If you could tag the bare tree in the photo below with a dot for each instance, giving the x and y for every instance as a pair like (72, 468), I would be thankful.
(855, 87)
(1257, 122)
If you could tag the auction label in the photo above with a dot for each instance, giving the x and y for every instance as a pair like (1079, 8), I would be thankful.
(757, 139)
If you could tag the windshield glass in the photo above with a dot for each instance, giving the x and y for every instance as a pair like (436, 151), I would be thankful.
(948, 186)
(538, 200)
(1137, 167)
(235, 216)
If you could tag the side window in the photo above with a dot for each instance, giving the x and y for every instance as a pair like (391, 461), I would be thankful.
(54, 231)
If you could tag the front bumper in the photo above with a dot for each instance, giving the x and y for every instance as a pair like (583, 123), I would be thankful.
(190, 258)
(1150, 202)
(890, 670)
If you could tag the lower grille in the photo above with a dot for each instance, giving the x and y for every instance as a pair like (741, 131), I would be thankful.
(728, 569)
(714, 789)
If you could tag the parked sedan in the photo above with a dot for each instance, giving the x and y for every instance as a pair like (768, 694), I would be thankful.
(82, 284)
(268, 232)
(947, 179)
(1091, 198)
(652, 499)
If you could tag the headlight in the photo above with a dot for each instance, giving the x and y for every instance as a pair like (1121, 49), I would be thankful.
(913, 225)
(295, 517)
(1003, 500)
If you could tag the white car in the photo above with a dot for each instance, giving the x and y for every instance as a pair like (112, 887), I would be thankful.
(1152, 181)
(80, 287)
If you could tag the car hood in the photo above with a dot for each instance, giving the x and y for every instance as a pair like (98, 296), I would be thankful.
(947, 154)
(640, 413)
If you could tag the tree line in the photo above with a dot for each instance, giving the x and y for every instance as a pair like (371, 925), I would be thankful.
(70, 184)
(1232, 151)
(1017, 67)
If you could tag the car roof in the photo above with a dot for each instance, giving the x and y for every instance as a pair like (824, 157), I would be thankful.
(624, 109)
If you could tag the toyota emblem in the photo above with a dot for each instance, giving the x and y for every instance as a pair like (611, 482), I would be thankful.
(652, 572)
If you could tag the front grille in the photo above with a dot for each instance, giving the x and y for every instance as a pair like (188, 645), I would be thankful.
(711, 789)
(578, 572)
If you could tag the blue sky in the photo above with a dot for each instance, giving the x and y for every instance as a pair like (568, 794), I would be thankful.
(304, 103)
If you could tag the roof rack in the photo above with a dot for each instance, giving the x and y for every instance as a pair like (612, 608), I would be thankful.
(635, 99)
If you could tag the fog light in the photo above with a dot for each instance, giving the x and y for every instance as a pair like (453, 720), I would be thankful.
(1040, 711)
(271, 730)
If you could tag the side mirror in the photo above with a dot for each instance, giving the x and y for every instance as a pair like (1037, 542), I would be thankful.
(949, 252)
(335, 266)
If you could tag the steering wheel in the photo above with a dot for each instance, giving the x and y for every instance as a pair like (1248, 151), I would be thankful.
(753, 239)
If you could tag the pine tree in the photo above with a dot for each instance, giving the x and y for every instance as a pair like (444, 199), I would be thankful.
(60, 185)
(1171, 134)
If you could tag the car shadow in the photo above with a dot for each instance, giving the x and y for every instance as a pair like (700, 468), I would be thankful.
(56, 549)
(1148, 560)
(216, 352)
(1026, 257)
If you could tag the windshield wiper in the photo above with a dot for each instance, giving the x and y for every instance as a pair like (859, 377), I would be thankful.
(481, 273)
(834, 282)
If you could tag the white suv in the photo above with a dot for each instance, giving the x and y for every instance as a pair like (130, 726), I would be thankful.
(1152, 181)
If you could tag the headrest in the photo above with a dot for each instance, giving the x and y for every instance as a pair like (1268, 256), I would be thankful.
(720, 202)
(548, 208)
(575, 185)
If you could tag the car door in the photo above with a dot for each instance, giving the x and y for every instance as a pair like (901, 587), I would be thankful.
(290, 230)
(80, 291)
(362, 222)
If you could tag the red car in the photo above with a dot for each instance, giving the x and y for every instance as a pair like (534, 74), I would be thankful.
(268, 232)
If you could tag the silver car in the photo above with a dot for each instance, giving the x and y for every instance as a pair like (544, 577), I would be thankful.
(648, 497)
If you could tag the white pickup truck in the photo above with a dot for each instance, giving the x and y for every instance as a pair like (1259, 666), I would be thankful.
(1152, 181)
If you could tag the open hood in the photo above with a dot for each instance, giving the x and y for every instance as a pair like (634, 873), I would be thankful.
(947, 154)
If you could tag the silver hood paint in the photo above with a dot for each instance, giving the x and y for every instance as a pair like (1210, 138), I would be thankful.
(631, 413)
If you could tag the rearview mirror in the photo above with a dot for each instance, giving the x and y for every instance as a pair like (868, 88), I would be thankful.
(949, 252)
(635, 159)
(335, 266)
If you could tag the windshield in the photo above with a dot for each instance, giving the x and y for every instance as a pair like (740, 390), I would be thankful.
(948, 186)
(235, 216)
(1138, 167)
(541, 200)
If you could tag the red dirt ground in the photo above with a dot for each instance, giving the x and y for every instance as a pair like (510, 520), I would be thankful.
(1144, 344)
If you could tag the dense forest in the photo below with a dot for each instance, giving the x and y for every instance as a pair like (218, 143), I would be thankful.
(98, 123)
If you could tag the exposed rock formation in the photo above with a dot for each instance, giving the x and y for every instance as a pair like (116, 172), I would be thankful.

- - -

Your instructions: Print the material word for word, with nothing left out.

Result:
If you could tag the bare tree in the photo below with a dot for each instance, giving the x and y for every instance as a pair like (72, 468), I would be thankful.
(855, 87)
(1257, 122)
If you could tag the auction label in the photo above with a dot for each instance, giving the x and y for every instance as a pair like (1079, 8), I would be thankful.
(757, 139)
If you could tag the windshield glass in the photo above with a dot for each instance, giving the x and y for every instance as a pair like (436, 151), I would be thankful.
(948, 186)
(538, 200)
(1137, 167)
(235, 216)
If you could tag the side window in the photo above with a dot for each instance, giving the x and y for every instance as a pair like (391, 461), I would be thankful.
(54, 231)
If you could tag the front bumper in the photo above with a dot for each instance, giving the x and y for every instance as a pair like (583, 123), I would be thankful.
(190, 258)
(1150, 202)
(890, 670)
If you could tag the lower grille in the photo above with a dot for each instance, giving the x and y for every instance as a pair like (741, 131), I would be thankful.
(728, 569)
(714, 789)
If you could tag the parked sedan in the photo above with a dot for each instance, giving the x and y for every instance as a pair like (768, 694), I would be thankful.
(82, 284)
(268, 232)
(947, 179)
(1091, 198)
(652, 499)
If you could tag the headlight in the photo above with a dot for each instance, giving the x and y for every instance as a pair like (1121, 49), I would be thankful.
(913, 225)
(295, 517)
(1003, 500)
If you could tag the white car in the photo above with a dot for each instance, giving the x and y for every instance as a pair like (112, 887), I would be thankful.
(1152, 181)
(80, 287)
If you could tag the car hood in the photo above with a dot for each instance, giving the x and y for every instance as a pair like (98, 296), I would be thankful.
(947, 154)
(640, 413)
If you could tag the tree line in the photo above with a dot for each instance, giving the x and y for every instance as a pair like (371, 925), I would be thankful.
(70, 184)
(1232, 151)
(1017, 67)
If you could tag the car roof in the photo above with a dot for each instance, giving the x and y for every instance as a pair like (824, 157), I would be thankful.
(624, 109)
If you could tag the toyota emblem in the photo above with a dot for each instance, giving the x and y for every instance as a pair like (611, 482), I would be thankful.
(652, 572)
If you could tag the front grille in the photo above with a dot for each instance, giving the x and y for every instance as a pair like (188, 645), I would be thankful.
(711, 789)
(578, 572)
If you could tag the blue sky in the photo above with a dot for each instance, giving the x and y for every instance as a pair like (568, 794), I would be thankful.
(304, 103)
If you could tag the roof rack in the photo above with a dot for each instance, giving the x and y for every instance as a pair like (612, 608), I would be thankful.
(635, 99)
If you could tag the fog light in the photo above with a dot for each instance, giving the x and y for every instance as a pair like (453, 720), I would be thankful.
(1040, 711)
(271, 730)
If you could tag the side mirror in the photo above with a dot for each instance, giving the x and y for every instance as a pair like (1037, 542), I would be thankful.
(949, 252)
(335, 266)
If you could tag the steering wheel in the photo above with a dot for each instance, giving the x and y for every instance as a pair like (1248, 151), I would be thankful.
(753, 239)
If you could tag the pine tree in the photo above with a dot for each instance, giving the x and y for every instance as a pair like (444, 199), I would be thankful.
(60, 185)
(1171, 134)
If you could tag the car shadow in the photo above with a dot for each instance, giving the x and y for every instance as a pair like (700, 468), I would be thankful.
(56, 549)
(1148, 560)
(216, 352)
(1026, 257)
If you could tag the windshield wiper in the photo above with a dot for each instance, giving the x and y for every instance as a pair like (859, 377), I would be thankful.
(481, 273)
(834, 282)
If you could tag the white suv in the photo above with a dot for each instance, giving the x and y for every instance as a pair like (130, 726), I would be thankful.
(1152, 181)
If you could tag the headrest in the photo above with a dot for each instance, giving the x and y for every instance as a pair like (1268, 256), I would be thankful.
(720, 202)
(548, 208)
(575, 185)
If you could tag the car door in the photo above with a dot for each instance, giving the x and y for every instance as a pair like (901, 587), I would be thankful.
(290, 230)
(80, 291)
(362, 222)
If you could tag the red car in the photo above with a dot for each instance, giving the x and y for every instance as a pair like (534, 74), I would be thankful.
(268, 232)
If you could tag the silver car in the photo above with a dot for each instance, giving the x and y for every instance as a pair like (544, 577), I would be thankful.
(648, 497)
If you could tag the white pickup truck in the photo above with a dot for each instance, giving the x and y for every instance as a pair like (1259, 666), I would be thankful.
(1152, 181)
If you could tag the open hood in the photo above with a dot for each instance, giving the x and y for every instance as a pair like (634, 873), I would be thankful.
(947, 154)
If you could tag the silver hood paint in the photo above with a dot for each instance, giving the x and y for every instance as a pair like (1210, 138), I would be thankful.
(631, 413)
If you could tag the rearview mirror in the photo above with a dot for each instance, giving the x and y for every instance as a pair like (868, 88), I would be thankful.
(949, 252)
(635, 159)
(335, 266)
If you could tag the windshield in the photo above with a dot for each instance, giving the x and y for every instance as a pair like (740, 390), I would be thankful.
(948, 186)
(235, 216)
(1138, 167)
(541, 200)
If you could tag the red dirt ground in the photo above with a dot for each instance, giving the x and y for every instance as a pair like (510, 520), I would be thankful.
(1144, 344)
If you could tag the dense forest in the photo below with a dot for each instance, giving the x and y for every instance as a pair like (218, 143), I would be thankful.
(98, 123)
If you could tag the exposed rock formation in the photo above with a dot for each instance, giving the x and y for every instance as a pair like (116, 172), I would be thankful.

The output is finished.